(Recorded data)
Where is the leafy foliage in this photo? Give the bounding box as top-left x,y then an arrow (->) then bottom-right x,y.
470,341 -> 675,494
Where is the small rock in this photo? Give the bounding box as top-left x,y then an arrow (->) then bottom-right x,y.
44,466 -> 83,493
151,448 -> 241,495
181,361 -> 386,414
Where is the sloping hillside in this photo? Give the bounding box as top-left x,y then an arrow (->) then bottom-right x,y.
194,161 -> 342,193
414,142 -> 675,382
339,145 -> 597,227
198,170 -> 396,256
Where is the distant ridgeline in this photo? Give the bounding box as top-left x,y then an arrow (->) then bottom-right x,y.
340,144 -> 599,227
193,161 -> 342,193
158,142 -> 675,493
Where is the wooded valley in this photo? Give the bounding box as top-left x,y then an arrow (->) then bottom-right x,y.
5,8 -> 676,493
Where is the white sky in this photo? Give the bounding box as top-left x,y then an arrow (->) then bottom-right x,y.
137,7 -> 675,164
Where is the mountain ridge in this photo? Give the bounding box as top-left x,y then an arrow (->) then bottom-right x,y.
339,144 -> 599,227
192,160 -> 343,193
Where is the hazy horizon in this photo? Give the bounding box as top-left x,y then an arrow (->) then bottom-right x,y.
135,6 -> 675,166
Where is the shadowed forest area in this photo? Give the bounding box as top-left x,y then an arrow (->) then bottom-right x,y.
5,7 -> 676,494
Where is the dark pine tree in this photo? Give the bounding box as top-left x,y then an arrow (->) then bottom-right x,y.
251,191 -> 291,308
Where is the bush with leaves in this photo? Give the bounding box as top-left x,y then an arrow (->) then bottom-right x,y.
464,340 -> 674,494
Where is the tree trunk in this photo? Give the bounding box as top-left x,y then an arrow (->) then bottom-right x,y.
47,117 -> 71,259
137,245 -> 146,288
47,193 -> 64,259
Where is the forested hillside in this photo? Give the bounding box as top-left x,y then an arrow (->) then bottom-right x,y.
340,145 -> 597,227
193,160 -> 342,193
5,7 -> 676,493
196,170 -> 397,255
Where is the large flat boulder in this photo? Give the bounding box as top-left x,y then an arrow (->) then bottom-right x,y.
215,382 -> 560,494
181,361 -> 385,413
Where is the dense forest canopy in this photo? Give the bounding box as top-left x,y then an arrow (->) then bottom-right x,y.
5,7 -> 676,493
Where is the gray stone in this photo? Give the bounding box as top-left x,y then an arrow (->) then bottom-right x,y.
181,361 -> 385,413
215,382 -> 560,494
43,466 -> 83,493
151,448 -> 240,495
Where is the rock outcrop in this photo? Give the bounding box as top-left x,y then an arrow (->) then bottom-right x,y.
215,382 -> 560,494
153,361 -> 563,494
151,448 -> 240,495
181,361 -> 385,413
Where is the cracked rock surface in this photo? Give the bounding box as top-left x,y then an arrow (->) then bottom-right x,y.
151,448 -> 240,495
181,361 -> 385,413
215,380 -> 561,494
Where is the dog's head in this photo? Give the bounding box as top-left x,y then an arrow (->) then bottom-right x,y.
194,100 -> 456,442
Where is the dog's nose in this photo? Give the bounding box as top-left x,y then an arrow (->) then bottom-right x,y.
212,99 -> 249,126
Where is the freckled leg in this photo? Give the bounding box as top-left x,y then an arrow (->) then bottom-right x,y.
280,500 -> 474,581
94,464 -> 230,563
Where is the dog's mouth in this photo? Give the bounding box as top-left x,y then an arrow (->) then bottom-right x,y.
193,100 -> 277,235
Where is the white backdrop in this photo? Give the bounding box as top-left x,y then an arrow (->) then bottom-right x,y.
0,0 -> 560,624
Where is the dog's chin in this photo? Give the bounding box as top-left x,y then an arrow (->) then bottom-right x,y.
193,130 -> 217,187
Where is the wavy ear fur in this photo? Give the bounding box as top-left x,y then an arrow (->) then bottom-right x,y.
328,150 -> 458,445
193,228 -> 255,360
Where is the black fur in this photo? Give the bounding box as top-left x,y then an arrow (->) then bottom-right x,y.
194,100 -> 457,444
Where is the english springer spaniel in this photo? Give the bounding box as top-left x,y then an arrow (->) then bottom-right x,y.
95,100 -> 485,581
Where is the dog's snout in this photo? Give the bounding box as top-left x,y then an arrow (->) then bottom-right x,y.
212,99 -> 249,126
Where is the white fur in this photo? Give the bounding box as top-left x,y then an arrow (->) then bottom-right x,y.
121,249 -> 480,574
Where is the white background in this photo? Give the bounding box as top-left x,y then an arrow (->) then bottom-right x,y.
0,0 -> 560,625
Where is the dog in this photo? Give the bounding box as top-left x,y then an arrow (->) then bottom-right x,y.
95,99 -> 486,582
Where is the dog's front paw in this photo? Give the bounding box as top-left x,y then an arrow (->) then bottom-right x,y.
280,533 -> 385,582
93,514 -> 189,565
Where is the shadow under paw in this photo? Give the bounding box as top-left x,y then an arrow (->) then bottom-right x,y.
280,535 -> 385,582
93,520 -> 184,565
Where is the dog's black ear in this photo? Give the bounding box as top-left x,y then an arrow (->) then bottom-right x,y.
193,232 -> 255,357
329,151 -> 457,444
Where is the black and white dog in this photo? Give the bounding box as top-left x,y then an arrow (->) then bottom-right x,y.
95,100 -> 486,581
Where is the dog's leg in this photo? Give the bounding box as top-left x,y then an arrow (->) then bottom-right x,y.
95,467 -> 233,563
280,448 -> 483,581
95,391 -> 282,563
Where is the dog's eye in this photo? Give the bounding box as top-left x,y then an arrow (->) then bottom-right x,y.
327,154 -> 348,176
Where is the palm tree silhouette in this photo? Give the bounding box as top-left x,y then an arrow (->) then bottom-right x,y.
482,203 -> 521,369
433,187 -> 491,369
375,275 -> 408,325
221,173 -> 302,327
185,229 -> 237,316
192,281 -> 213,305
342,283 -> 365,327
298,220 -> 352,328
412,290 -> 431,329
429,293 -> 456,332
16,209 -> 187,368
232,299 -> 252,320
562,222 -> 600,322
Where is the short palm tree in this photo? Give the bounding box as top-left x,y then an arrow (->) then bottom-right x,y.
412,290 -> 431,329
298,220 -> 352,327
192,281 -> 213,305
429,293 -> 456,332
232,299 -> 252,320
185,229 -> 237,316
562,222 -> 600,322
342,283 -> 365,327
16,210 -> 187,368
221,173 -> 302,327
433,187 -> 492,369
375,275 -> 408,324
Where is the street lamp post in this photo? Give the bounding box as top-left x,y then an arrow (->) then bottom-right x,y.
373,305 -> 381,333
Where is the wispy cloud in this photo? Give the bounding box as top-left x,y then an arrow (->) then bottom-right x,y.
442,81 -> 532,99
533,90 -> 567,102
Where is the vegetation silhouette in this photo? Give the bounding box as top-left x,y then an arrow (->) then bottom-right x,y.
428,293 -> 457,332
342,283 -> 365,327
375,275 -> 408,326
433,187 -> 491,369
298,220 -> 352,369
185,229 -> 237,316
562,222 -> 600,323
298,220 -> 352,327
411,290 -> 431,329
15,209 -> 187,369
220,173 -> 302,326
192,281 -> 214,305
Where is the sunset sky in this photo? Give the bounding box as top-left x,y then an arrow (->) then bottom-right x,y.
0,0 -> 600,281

| What is being asked |
Please collect every row above that contains the word "silhouette", treating uppercase and lowercase as different.

| Result of the exercise |
Where is the palm tree silhouette in this photo? Give the bounding box as top-left x,y then an arrow (->) then bottom-right x,y.
Where is the vegetation silhouette in this photo? Give the bounding box as top-left x,y then an arrow (->) then bottom-right x,y.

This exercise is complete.